*TRECHO*

-=-=-=-=-

Publicado em 25 de agosto de 2011 às 15h55.

O americano Eric Hanushek é um dos pesquisadores de educação mais respeitados da atualidade. Doutor em economia pelo Massachusetts Institute of Technology e professor da Universidade Stanford, Hanushek dedica-se a estudar os efeitos da educação no desempenho econômico dos países.

Sua obsessão em discutir o tema à luz do rigor científico o levou a conceber uma forma de calcular o impacto da educação no produto interno bruto de cada país. A pedido de EXAME, Hanushek aplicou a fórmula ao caso brasileiro. Os resultados são animadores. A simulação tem como premissa que o Brasil será capaz, ao longo dos próximos 20 anos, de elevar as notas dos estudantes do ensino básico ao padrão de países da Organização para a Cooperação e Desenvolvimento Econômico.

Se esse objetivo for alcançado - missão considerada perfeitamente possível por Hanushek e uma dezena de especialistas ouvidos por EXAME -, o PIB brasileiro começará a crescer mais rapidamente antes mesmo de a reforma terminar. Supondo que a melhoria da educação começasse em 2012, o ganho adicional acumulado no PIB em 2034 seria de 5% - em valores de hoje, isso representaria uma geração extra de riqueza da ordem de 100 bilhões de dólares.

-=-=-=-=-

*DADOS FORNECIDOS*
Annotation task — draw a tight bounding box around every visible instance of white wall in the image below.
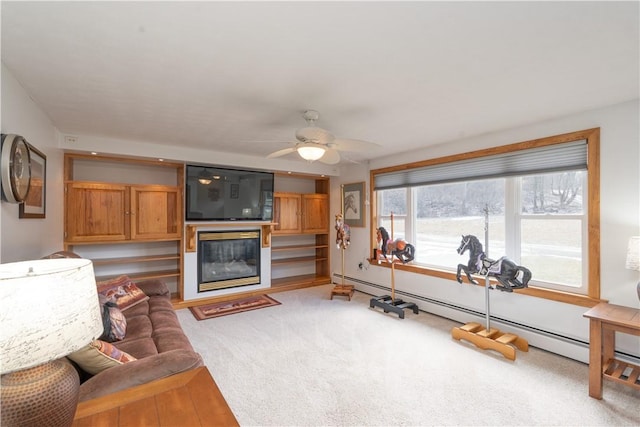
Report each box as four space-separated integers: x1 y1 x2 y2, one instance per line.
332 100 640 362
0 64 63 263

-=-=-=-=-

*ENUNCIADO 1*
Reescreva a parte do trecho sobre Eric Hanushek que começa em "O americano Eric" e segue até "e Desenvolvimento Econômico.", trocando "simulação" por "projeção".
*ENUNCIADO 2*
Por favor, indique se cada afirmação abaixo está de acordo com o trecho, respondendo sim ou não e citando literalmente as palavras do trecho que decidem a questão.
(a) Hanushek é doutor em economia pelo Massachusetts Institute of Technology.
(b) A simulação supõe que o Brasil elevará as notas dos estudantes ao padrão da OCDE em dez anos.
(c) O ganho adicional acumulado no PIB em 2034 seria de 10%.

*RESPOSTA COMPLETA 1*
O americano Eric Hanushek é um dos pesquisadores de educação mais respeitados da atualidade. Doutor em economia pelo Massachusetts Institute of Technology e professor da Universidade Stanford, Hanushek dedica-se a estudar os efeitos da educação no desempenho econômico dos países.

Sua obsessão em discutir o tema à luz do rigor científico o levou a conceber uma forma de calcular o impacto da educação no produto interno bruto de cada país. A pedido de EXAME, Hanushek aplicou a fórmula ao caso brasileiro. Os resultados são animadores. A projeção tem como premissa que o Brasil será capaz, ao longo dos próximos 20 anos, de elevar as notas dos estudantes do ensino básico ao padrão de países da Organização para a Cooperação e Desenvolvimento Econômico.

*RESPOSTA COMPLETA 2*
(a) Sim: "Doutor em economia pelo Massachusetts Institute of Technology".
(b) Não: "ao longo dos próximos 20 anos".
(c) Não: "o ganho adicional acumulado no PIB em 2034 seria de 5%".